Every line with the string "blue" must be copied from the entries below.

### Records from a collection

↓

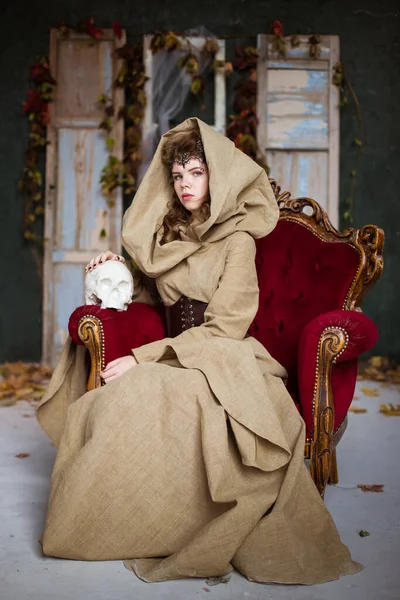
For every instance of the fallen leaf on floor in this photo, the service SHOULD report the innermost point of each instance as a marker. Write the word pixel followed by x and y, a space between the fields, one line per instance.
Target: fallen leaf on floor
pixel 380 368
pixel 371 488
pixel 216 580
pixel 370 392
pixel 364 533
pixel 7 401
pixel 22 381
pixel 391 410
pixel 357 409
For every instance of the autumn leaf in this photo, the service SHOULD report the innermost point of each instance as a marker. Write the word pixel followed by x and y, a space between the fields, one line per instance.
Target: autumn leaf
pixel 364 533
pixel 357 409
pixel 391 410
pixel 371 488
pixel 22 381
pixel 117 29
pixel 216 580
pixel 373 393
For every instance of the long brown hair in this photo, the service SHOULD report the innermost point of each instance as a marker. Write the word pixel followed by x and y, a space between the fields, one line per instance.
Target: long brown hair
pixel 177 145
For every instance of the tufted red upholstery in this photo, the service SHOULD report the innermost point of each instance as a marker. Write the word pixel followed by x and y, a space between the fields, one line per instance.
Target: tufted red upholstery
pixel 123 330
pixel 302 277
pixel 303 284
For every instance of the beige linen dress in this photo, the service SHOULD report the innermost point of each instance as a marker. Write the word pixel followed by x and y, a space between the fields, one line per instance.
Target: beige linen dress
pixel 191 463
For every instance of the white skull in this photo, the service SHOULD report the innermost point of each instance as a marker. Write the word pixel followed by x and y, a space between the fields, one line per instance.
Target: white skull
pixel 110 285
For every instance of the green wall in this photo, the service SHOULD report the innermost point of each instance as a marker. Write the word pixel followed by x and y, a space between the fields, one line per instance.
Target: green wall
pixel 370 48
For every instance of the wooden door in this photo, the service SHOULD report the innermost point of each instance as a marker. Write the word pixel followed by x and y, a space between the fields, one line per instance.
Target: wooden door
pixel 78 221
pixel 298 112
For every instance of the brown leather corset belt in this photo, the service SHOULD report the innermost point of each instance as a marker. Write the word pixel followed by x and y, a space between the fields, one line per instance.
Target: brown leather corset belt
pixel 184 314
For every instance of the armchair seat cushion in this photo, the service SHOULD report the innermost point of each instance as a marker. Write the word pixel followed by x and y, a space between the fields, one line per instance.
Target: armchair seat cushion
pixel 123 330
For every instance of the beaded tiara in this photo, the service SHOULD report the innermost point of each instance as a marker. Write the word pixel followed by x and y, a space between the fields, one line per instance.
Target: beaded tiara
pixel 185 157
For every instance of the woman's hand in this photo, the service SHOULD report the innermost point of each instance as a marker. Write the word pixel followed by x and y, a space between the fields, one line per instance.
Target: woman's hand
pixel 102 258
pixel 117 367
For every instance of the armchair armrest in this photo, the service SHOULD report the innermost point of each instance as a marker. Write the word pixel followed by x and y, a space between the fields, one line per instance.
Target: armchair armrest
pixel 327 370
pixel 360 332
pixel 109 334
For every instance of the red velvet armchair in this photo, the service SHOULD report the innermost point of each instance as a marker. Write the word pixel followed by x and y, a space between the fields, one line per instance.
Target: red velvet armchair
pixel 312 279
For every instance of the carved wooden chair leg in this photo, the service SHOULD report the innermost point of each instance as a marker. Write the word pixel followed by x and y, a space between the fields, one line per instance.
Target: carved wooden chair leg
pixel 332 343
pixel 333 475
pixel 90 331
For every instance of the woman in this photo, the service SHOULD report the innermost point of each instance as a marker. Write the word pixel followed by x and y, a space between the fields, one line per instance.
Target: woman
pixel 189 461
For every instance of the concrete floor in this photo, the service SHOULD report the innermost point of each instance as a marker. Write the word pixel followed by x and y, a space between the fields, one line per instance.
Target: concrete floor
pixel 367 454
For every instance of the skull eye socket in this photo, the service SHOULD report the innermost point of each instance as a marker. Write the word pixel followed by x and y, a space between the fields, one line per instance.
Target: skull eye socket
pixel 105 284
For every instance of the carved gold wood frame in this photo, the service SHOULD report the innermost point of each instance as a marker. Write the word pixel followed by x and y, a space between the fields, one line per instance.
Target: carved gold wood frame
pixel 368 242
pixel 91 333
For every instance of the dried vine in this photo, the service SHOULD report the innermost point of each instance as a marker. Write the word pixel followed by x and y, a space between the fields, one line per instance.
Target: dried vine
pixel 242 128
pixel 131 77
pixel 347 93
pixel 36 107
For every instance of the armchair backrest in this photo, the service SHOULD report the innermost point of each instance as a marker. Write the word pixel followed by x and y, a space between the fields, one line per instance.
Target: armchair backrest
pixel 306 268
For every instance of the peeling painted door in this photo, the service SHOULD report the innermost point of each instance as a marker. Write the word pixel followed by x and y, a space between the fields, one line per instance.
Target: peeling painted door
pixel 78 221
pixel 298 112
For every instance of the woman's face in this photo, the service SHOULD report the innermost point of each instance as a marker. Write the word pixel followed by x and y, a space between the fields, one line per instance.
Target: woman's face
pixel 191 184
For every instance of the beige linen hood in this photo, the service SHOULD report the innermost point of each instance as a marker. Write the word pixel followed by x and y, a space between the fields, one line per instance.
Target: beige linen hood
pixel 241 200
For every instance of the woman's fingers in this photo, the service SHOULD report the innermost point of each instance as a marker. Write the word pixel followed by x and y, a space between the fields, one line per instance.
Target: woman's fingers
pixel 118 367
pixel 102 258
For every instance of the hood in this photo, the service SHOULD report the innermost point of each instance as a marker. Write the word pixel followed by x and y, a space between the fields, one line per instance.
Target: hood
pixel 241 200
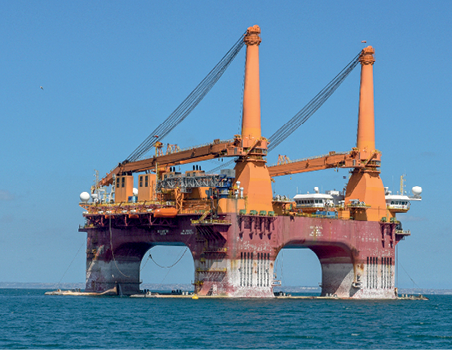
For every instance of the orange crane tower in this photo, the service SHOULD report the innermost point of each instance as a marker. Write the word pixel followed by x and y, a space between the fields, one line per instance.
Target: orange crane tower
pixel 251 170
pixel 365 183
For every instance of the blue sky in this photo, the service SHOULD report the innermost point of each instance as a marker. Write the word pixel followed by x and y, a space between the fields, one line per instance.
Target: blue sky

↑

### Response to the task
For every instance of the blue sky in this photo, the service SHOULD report the innermost point of each instance as a marker. Write the word pixel followed by x and y, a space between the fields, one line per instance.
Target: blue sky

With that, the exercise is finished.